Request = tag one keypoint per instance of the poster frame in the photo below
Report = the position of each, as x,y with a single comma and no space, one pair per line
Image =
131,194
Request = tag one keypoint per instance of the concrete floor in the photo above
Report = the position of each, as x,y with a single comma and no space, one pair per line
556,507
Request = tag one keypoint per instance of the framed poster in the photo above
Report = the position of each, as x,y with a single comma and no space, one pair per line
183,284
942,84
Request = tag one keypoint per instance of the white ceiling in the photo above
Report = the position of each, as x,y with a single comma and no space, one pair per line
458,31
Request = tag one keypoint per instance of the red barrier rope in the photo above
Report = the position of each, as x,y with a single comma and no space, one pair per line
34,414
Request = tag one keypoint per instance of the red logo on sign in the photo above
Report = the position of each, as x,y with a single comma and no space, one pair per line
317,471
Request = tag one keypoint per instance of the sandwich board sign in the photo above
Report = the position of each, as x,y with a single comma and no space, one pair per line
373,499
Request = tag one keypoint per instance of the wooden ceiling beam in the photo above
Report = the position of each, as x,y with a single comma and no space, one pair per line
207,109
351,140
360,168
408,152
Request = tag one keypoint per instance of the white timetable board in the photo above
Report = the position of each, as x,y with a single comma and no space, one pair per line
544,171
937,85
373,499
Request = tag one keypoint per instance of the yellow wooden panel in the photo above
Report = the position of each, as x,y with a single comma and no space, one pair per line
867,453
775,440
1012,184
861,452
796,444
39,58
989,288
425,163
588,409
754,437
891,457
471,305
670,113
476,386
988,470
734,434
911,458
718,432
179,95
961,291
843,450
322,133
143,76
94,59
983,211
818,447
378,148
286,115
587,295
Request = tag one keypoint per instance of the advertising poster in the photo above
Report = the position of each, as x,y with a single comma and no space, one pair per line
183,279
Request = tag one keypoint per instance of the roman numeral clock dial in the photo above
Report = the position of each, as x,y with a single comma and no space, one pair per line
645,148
· · ·
_Directions:_ Could you reproduce every entry above exactly as written?

_Answer to this problem:_
Request = tag one keypoint per instance of the poster frame in the photo below
Report = the position of each, as x,y with a single comma and no space, one pair per line
Image =
131,194
Request = tag one keypoint per instance of the concrete floor in the photo above
Report = the position of each, as x,y with a single comma and no space, one pair per line
556,507
Request = tag one keypoint per instance of the framed poster in the photo above
Report = the position of each, as x,y with a single comma and no space, one pair per line
183,284
942,84
Request = tag one keypoint per instance of the white ceiling in the photo above
Report = the position of each, as x,y with a single comma and no space, one pair per line
458,31
Request = tag one keypoint per instance of the red barrier rope in the photo above
Report = the position of each, as x,y with a single comma and no space, one pair per line
34,414
Request = tag one keypoint per instance of the red logo on sign in the photo above
Report = the position of each, as x,y with a single comma and no space, one pair per line
317,471
Request = tag one keypoint per instance of the sandwich board sign in the photo above
Report = the position of each, as x,y with a single comma and no space, one pair per line
373,499
Request = tag one keypoint per instance of the wooden ceiling beam in the photo above
Report = the position of each, as x,y with a single comma and no space, one pair per line
207,109
351,140
360,168
408,152
Request = tag one keypoint per instance of the white timetable board in the photo above
Report = the position of each, as x,y with a single comma and no space, one pair per line
544,171
937,85
373,499
Request = tag one keypoint per instance of the yellow wooden panel in the photo above
Report = the position of each, as x,y with a single comma and no space, one pair per line
867,453
775,440
1012,184
861,452
796,444
39,58
989,288
425,163
588,409
754,437
891,457
471,305
670,113
476,386
988,470
734,434
911,458
718,432
179,95
961,291
843,450
322,133
143,76
94,59
983,211
818,447
378,148
286,115
587,295
Request = tag one keypoint per instance of the advertising poster in the photo above
Report = the position of each, as x,y with a single comma and no space, one pair per line
183,279
Request = tag one keypoint per instance of the roman numeral clock dial in the photo above
Report = the position of each, as x,y with a single comma and no space, one pair per line
645,148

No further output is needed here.